Print all entries word for word.

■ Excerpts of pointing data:

━━━━━━━━━━━━━━━━━━━━

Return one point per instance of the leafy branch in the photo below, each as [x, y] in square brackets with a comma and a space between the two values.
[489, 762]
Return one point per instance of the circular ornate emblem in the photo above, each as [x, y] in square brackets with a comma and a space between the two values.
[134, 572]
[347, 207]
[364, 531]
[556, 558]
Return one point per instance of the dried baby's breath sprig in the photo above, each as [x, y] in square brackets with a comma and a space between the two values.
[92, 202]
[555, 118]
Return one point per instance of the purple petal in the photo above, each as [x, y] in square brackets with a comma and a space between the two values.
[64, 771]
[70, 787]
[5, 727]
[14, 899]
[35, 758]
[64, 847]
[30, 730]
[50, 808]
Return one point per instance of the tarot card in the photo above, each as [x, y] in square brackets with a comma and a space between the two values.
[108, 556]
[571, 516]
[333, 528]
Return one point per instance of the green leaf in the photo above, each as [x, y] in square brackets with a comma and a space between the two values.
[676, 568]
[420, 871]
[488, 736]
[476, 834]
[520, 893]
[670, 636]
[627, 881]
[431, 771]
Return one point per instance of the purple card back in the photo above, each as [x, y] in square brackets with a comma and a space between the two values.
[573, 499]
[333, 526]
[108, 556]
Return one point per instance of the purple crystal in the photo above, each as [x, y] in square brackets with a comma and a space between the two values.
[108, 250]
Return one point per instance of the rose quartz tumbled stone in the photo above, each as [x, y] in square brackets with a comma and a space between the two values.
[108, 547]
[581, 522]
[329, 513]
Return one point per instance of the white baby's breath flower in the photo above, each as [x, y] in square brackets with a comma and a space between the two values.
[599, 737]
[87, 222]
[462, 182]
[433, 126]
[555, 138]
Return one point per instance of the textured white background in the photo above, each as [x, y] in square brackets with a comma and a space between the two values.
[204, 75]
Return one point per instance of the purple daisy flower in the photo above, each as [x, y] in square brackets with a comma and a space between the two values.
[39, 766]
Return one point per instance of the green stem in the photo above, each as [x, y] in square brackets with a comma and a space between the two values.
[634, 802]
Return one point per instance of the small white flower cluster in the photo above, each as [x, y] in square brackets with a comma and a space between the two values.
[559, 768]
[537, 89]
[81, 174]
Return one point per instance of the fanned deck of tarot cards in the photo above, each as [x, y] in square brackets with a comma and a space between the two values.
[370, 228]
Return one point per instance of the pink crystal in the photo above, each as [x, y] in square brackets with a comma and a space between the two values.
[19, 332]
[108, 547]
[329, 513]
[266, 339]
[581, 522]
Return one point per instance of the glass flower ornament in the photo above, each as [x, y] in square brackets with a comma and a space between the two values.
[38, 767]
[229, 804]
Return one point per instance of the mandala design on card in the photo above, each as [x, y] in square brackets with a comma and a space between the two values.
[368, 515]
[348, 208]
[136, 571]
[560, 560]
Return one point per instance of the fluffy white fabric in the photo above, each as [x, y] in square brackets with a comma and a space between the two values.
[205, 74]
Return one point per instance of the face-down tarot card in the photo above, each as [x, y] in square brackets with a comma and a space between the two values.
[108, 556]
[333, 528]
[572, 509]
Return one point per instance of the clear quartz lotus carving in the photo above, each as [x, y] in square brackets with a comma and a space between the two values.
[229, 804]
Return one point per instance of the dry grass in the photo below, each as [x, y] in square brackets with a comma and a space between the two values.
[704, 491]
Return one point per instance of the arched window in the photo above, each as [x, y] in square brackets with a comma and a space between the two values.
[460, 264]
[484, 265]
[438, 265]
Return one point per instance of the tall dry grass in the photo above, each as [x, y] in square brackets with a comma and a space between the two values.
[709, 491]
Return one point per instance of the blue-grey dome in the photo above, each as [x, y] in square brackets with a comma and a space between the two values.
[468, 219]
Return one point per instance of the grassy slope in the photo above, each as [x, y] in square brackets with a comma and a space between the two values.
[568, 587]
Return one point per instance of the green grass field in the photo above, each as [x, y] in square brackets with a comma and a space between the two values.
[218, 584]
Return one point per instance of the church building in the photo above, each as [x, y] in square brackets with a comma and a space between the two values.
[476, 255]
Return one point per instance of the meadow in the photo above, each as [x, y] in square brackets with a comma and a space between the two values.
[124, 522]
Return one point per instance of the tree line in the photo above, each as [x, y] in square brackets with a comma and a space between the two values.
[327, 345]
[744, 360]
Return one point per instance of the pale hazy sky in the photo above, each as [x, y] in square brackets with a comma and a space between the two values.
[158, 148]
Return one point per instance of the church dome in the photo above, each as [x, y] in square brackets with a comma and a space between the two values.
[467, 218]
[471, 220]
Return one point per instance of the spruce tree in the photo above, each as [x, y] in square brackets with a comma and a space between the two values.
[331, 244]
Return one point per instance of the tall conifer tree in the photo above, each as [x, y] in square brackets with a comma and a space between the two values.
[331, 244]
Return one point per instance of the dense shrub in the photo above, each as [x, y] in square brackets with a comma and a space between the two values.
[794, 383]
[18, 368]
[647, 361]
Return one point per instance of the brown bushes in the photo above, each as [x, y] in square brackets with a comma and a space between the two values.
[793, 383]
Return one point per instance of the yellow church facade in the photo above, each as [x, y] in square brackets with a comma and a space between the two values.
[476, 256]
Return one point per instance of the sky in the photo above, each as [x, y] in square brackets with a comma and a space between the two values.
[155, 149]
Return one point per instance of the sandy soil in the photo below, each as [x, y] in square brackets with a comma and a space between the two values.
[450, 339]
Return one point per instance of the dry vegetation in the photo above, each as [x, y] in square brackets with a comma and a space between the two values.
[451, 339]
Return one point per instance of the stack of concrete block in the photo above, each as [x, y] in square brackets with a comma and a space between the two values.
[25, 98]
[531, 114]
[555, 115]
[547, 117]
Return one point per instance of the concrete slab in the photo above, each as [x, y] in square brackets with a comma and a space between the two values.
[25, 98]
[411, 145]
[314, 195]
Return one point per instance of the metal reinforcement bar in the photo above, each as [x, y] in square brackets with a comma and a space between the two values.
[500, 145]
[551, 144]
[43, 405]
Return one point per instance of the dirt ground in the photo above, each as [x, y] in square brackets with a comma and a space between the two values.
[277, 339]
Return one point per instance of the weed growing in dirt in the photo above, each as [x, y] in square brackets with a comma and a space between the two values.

━━━━━━━━━━━━━━━━━━━━

■ ANSWER TO THE EXERCISE:
Return one point per instance of the leafy branch in the photo below, each as [x, y] in square brackets with a comma and a space between the two values.
[489, 762]
Return one point per instance of the circular ornate emblem in the photo above, each as [x, y] in square brackets with a comma and a space between the two values.
[134, 572]
[347, 207]
[364, 531]
[556, 558]
Return one point per instance of the dried baby's breath sprig in the photo above, each as [x, y] in square brackets with a comma and a space between the two values.
[92, 202]
[555, 118]
Return one point per instance of the purple petal in the photo above, each as [x, y] in square brackets with a comma and a space between the two values.
[64, 771]
[70, 787]
[5, 727]
[14, 899]
[35, 758]
[64, 847]
[30, 730]
[50, 808]
Return one point per instance of the tarot card in the photo above, each as [x, y] in square brackets with a comma and a space between the two values.
[108, 556]
[571, 516]
[333, 528]
Return one point per instance of the green leaf in the photo above, each as [x, y] in square brackets with a comma and a space between the two values.
[676, 568]
[420, 871]
[488, 736]
[476, 834]
[520, 893]
[670, 636]
[627, 881]
[431, 771]
Return one point per instance of the purple card back in the photo above, each as [x, y] in square brackets with a comma and a space between the two values.
[573, 499]
[333, 526]
[108, 556]
Return one point per instance of the purple crystal in the photo above, each as [x, y] in square brackets with a comma and a space between the two values.
[108, 250]
Return one point per instance of the rose quartz tumbled stone in the photo above, each as [x, y] in square brackets with a comma and a space between the two values.
[108, 547]
[581, 522]
[329, 513]
Return one point per instance of the white baby's breath flower in the photo above, each as [x, y] in square brackets with a comma and a space between the two values.
[599, 737]
[87, 222]
[462, 182]
[433, 126]
[555, 138]
Return one point per instance of the textured white background in the photo above, each as [x, y] in square brackets with a comma and a space between the two values.
[204, 75]
Return one point per instance of the purple daisy flower in the photo above, each as [x, y] in square brackets with a comma and a space between the two values.
[39, 766]
Return one point per instance of the green stem in the photo above, each as [x, y] in square brackets with a comma and a space between the two values.
[634, 802]
Return one point per instance of the small white flower cluster in the photo above, each as [x, y] in square brackets with a comma and a space between the two values.
[559, 768]
[537, 89]
[81, 174]
Return one point per instance of the fanned deck of tarot cards in the photo above, each as [x, y] in square brackets with a comma and a space between the two values.
[370, 228]
Return one point per instance of the pink crystal in the photo above, each as [x, y] in square brackets with a comma and a space between the two values.
[19, 332]
[108, 547]
[329, 513]
[266, 339]
[581, 522]
Return one point per instance of the glass flower ornament in the photo above, each as [x, y] in square brackets with a comma and a space between the two values.
[38, 767]
[229, 804]
Return one point per instance of the mandala design on card in the photo above, each as [x, y] in square brackets with a comma and a space between the two values.
[368, 515]
[348, 208]
[136, 571]
[560, 560]
Return one point per instance of the fluffy white fabric in the photo above, each as [x, y] in square brackets with a comma and a space between the two values.
[205, 74]
Return one point per instance of the face-down tarot card in the photo above, each as [x, y] in square brackets with a comma and a space between the two values.
[108, 556]
[333, 528]
[572, 509]
Return one point per instance of the clear quartz lotus carving in the photo above, each as [x, y] in square brackets with a comma and a space between the two values.
[229, 804]
Return one point per instance of the dry grass in the photo below, each as [x, y] in square brackets with a comma and a space between the two values.
[704, 491]
Return one point per instance of the arched window in the photo above, each as [x, y] in square brackets with a comma and a space between the two values.
[460, 264]
[484, 265]
[438, 265]
Return one point per instance of the tall dry grass in the photo above, each as [x, y] in square brackets with a comma and a space between the two values.
[709, 491]
Return one point per instance of the blue-grey dome in the photo above, each as [x, y] in square brackets with a comma and a space between the two values.
[468, 219]
Return one point per instance of the grassy slope in the photo above, each as [x, y] in square brackets with a comma and a space between the two values.
[568, 587]
Return one point per instance of the green grass field in the photo above, each as [x, y] in square brackets with a comma and a space between the two values.
[218, 584]
Return one point per instance of the church building in the photo above, each as [x, y] in square brackets with a comma and a space between the two values.
[476, 255]
Return one point per instance of the meadow in the photo above, each as [x, y] in square brackets with a comma and a space between the two values.
[124, 522]
Return one point per instance of the tree line in the photo above, each as [x, y] in square brackets with a comma and a space between the two values.
[327, 345]
[744, 360]
Return one point per instance of the pale hazy sky in the photo above, each as [x, y] in square brackets with a comma and a space between the two values.
[158, 148]
Return one point per instance of the church dome in the photo above, each as [x, y] in square brackets with a comma and a space between the two values.
[467, 218]
[471, 220]
Return one point per instance of the spruce tree in the photo above, each as [x, y] in square brackets with a comma and a space between the two values.
[331, 244]
Return one point per instance of the tall conifer tree in the photo above, each as [x, y] in square brackets with a comma and a space between the two values.
[331, 244]
Return one point per instance of the dense shrub in the photo above, each as [x, y] in square brackets with a comma and a space between the two values.
[794, 383]
[18, 368]
[647, 361]
Return one point per instance of the brown bushes in the photo above, each as [x, y] in square brackets with a comma and a space between the two values.
[793, 383]
Return one point per instance of the yellow church facade in the photo above, each as [x, y] in square brackets with a comma and a space between the two values.
[476, 256]
Return one point per instance of the sky in the photo above, each as [x, y] in square brackets with a comma and a space between the two values.
[155, 149]
Return one point per instance of the sandy soil in the photo below, each as [x, y] in square brackets with a comma and a space between the two values.
[450, 339]
Return one point per instance of the dry vegetation in the photo above, each as [x, y] in square brackets with a comma and a space between the two values.
[451, 339]
Return one point per instance of the stack of concrete block in the photo above, each as [x, y] in square brackets with a comma and a space between the two values.
[25, 98]
[531, 114]
[555, 115]
[547, 117]
Return one point per instance of the concrete slab in the photo above, each as [x, y] in square brackets with a comma and a space between the two values.
[25, 98]
[411, 145]
[314, 195]
Return one point per instance of the metal reinforcement bar in the photo above, each as [x, y] in square brackets with a comma and a space between the two values.
[500, 145]
[551, 144]
[43, 405]
Return one point per instance of the dirt ground in the photo above, each as [x, y] in square brackets with a comma and a space between the two values.
[277, 339]
Return one point per instance of the weed growing in dirt in the photo above, each as [x, y] in square brackets with a comma and a space between the two values.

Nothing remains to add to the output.